> **Excerpts from segmentation records**:
## begin

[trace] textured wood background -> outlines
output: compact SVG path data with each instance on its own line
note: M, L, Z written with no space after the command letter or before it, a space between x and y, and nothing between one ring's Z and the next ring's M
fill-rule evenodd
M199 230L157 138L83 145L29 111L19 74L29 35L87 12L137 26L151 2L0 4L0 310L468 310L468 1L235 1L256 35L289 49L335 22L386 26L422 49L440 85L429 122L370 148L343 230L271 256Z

## end

> **Goal**:
Copy the material from its first line through the line containing "fill-rule evenodd", switching "compact" to "concise" and keeping everything else the same.

> **Answer to the exercise**:
[trace] textured wood background -> outlines
output: concise SVG path data with each instance on its own line
note: M, L, Z written with no space after the command letter or before it, a space between x and y, and nothing between one ring's Z and the next ring's M
fill-rule evenodd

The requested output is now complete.